MK Ya’akov Asher of the United Torah Judaism party called the perpetrators “heartless and attention-seeking provocateurs.”
“[They] are doing whatever they can to try and create friction and provocative tensions against the general public in this country.”
“Their harmful actions, worthy of all condemnation, have long deprived them of the title ‘Haredim.’ They do not deserve it,” said Asher.
IDF Chief of Staff Aviv Kohavi decried the “serious and shameful incident, which insults the defenders of the state and its values.
“The IDF supports the bereaved families and condemns this disgusting and contemptuous behavior, and it is certain that the Israel Police will bring the perpetrators of the criminal act to justice.”
Israel commemorated 23,928 fallen soldiers and terror victims on Wednesday, including 43 soldiers and civilians killed since last year’s Memorial Day.

### LIST OF TASKS:
1 - List every organization named in the Memorial Day news excerpt.
2 - Carry on the Memorial Day news excerpt from the point where it stops.

### EXTRACTED RECORDS:
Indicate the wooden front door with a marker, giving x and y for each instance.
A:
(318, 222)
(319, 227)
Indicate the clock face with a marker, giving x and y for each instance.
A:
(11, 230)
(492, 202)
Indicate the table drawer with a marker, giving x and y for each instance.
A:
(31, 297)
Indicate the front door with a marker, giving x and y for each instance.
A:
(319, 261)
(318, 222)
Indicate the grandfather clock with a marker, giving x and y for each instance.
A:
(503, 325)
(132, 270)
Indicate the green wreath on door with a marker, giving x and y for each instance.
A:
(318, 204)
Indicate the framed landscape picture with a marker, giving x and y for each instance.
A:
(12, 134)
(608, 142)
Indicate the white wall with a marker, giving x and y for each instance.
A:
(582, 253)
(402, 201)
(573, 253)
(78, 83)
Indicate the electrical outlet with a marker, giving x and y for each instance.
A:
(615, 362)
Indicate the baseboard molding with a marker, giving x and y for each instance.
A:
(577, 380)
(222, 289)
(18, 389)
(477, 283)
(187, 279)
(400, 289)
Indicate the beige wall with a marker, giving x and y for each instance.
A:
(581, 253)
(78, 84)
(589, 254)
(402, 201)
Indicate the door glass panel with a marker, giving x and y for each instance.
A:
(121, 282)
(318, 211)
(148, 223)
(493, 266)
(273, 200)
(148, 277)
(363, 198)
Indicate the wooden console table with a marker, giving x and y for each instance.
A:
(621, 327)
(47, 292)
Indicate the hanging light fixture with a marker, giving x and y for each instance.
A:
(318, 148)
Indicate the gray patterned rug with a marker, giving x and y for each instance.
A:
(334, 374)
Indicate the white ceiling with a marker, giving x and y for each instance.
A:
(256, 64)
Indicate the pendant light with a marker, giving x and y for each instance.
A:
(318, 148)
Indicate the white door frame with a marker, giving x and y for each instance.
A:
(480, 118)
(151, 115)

### EXERCISE RESPONSES:
1 - United Torah Judaism, the IDF, the Israel Police

2 -
This year saw the return of Israelis to the country’s 52 military cemeteries and hundreds of smaller military sections of civilian cemeteries nationwide, after they were closed during last year’s commemorations due to coronavirus restrictions.
Since last Memorial Day, 112 new names were added to the roster of those who have died defending the country or in terror attacks since 1860. Forty-three were IDF soldiers, police officers, and civilians, and 69 were disabled veterans who passed away due to complications of injuries sustained during their service.
Memorial Day is one of Israel’s few national non-religious holidays, during which large swaths of the Israeli public typically visit the graves of loved ones and comrades.